Text for analysis —

These methods are what allow a test report to state "100 % silk" or "85 % silk / 15 % polyester" defensibly — something the burn test cannot do.
How to Choose the Right Test
- Raw silk fiber / yarn (reeled mulberry silk traded or supplied to weaving) → quality tests per GB/T 1798-2008, graded under GB/T 1797-2008.
- Silk fabric (woven, finished textile) → performance tests per GB/T 15552-2015, plus the GB 18401 safety category (A/B/C) appropriate to its skin-contact use.
- Fiber-content dispute ("is it really silk, and what percentage") → laboratory fiber identification by microscopy + chemical dissolution, not a consumer burn test.
Our Testing Capabilities
Beijing ZKGX Research conducts textile silk testing across raw silk and silk fabric:
- Raw silk — linear density, evenness, cleanness and neatness, tenacity and elongation, cohesion, and size deviation, per GB/T 1798-2008, with grading referenced to GB/T 1797-2008.
- Silk fabric — warp/weft density, mass per unit area, breaking strength, seam slippage, pilling, dimensional change, and the full colorfastness set (washing, water, perspiration, rubbing, light), per GB/T 15552-2015.
- Textile safety — the GB 18401 parameters: formaldehyde, pH, colorfastness, odor, and banned azo dyes, with the A/B/C category classification.
- Fiber identification — microscopy and chemical-dissolution methods for qualitative and quantitative fiber-content analysis, replacing the consumer burn test with a defensible result.
- Sample types — reeled raw silk, silk yarn, woven silk fabrics, silk apparel and accessories, and silk blends.

Records provided —
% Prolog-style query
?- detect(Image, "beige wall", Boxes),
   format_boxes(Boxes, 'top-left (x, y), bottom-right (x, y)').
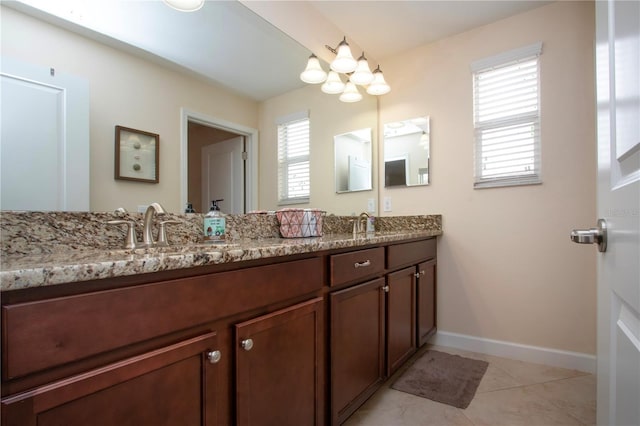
top-left (259, 85), bottom-right (378, 215)
top-left (380, 2), bottom-right (596, 354)
top-left (1, 7), bottom-right (258, 212)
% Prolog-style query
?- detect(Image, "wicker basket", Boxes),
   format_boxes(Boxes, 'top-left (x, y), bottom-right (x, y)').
top-left (276, 209), bottom-right (325, 238)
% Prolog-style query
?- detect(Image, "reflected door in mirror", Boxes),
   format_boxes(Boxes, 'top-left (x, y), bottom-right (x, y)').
top-left (384, 116), bottom-right (430, 186)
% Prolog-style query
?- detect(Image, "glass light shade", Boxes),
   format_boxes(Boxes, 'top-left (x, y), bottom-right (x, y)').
top-left (320, 71), bottom-right (344, 95)
top-left (367, 67), bottom-right (391, 96)
top-left (340, 81), bottom-right (362, 102)
top-left (349, 53), bottom-right (373, 86)
top-left (300, 54), bottom-right (327, 84)
top-left (330, 37), bottom-right (358, 74)
top-left (164, 0), bottom-right (204, 12)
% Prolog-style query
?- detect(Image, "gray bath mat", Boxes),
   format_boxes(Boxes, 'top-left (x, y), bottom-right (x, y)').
top-left (391, 351), bottom-right (489, 408)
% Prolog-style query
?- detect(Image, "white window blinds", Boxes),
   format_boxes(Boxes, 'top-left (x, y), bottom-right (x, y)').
top-left (471, 43), bottom-right (542, 188)
top-left (278, 112), bottom-right (310, 204)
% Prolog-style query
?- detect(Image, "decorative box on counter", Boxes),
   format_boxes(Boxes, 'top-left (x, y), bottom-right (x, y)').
top-left (276, 209), bottom-right (325, 238)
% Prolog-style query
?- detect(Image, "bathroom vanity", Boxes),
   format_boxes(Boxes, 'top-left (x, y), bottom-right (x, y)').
top-left (2, 216), bottom-right (441, 426)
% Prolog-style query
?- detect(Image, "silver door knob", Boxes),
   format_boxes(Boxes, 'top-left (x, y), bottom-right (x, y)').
top-left (206, 351), bottom-right (222, 364)
top-left (571, 219), bottom-right (607, 253)
top-left (240, 339), bottom-right (253, 351)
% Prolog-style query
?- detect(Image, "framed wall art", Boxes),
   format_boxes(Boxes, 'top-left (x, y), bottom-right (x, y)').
top-left (115, 126), bottom-right (160, 183)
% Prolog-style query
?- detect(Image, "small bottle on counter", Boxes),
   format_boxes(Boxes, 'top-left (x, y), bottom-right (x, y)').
top-left (203, 199), bottom-right (226, 243)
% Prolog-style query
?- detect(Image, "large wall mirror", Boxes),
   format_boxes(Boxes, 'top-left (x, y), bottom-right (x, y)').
top-left (384, 116), bottom-right (431, 187)
top-left (333, 128), bottom-right (373, 193)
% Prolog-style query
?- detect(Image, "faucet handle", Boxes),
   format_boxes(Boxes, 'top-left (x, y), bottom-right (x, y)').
top-left (107, 220), bottom-right (138, 249)
top-left (156, 220), bottom-right (180, 246)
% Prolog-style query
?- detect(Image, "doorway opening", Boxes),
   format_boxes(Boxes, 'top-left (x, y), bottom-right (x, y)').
top-left (180, 108), bottom-right (258, 214)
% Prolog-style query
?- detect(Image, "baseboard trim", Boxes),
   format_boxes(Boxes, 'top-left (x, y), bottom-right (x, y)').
top-left (429, 330), bottom-right (596, 374)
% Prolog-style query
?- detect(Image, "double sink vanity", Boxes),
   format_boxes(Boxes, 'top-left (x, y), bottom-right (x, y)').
top-left (0, 212), bottom-right (442, 426)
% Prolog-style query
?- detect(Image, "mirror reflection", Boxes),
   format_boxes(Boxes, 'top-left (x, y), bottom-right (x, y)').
top-left (384, 116), bottom-right (430, 187)
top-left (333, 128), bottom-right (373, 193)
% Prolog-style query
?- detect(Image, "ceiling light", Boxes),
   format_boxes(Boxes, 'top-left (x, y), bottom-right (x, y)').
top-left (349, 52), bottom-right (373, 86)
top-left (320, 71), bottom-right (345, 95)
top-left (340, 81), bottom-right (362, 102)
top-left (300, 53), bottom-right (327, 84)
top-left (367, 65), bottom-right (391, 96)
top-left (300, 37), bottom-right (391, 102)
top-left (164, 0), bottom-right (204, 12)
top-left (329, 37), bottom-right (358, 74)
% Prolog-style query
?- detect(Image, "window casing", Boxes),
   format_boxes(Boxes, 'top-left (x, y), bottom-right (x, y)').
top-left (471, 43), bottom-right (542, 188)
top-left (278, 112), bottom-right (311, 204)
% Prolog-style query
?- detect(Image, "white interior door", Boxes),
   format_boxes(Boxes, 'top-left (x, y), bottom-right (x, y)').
top-left (0, 57), bottom-right (90, 211)
top-left (202, 136), bottom-right (244, 214)
top-left (595, 1), bottom-right (640, 425)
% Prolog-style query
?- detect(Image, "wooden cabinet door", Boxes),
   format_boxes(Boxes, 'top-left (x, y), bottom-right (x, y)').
top-left (2, 332), bottom-right (218, 426)
top-left (416, 259), bottom-right (436, 347)
top-left (329, 278), bottom-right (385, 425)
top-left (235, 297), bottom-right (324, 426)
top-left (387, 267), bottom-right (417, 376)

Exercise instructions —
Rewrite the silk testing text starting with "These methods are" and going on through "its skin-contact use.", putting "reliably" in place of "defensibly".

Worked solution —
These methods are what allow a test report to state "100 % silk" or "85 % silk / 15 % polyester" reliably — something the burn test cannot do.
How to Choose the Right Test
- Raw silk fiber / yarn (reeled mulberry silk traded or supplied to weaving) → quality tests per GB/T 1798-2008, graded under GB/T 1797-2008.
- Silk fabric (woven, finished textile) → performance tests per GB/T 15552-2015, plus the GB 18401 safety category (A/B/C) appropriate to its skin-contact use.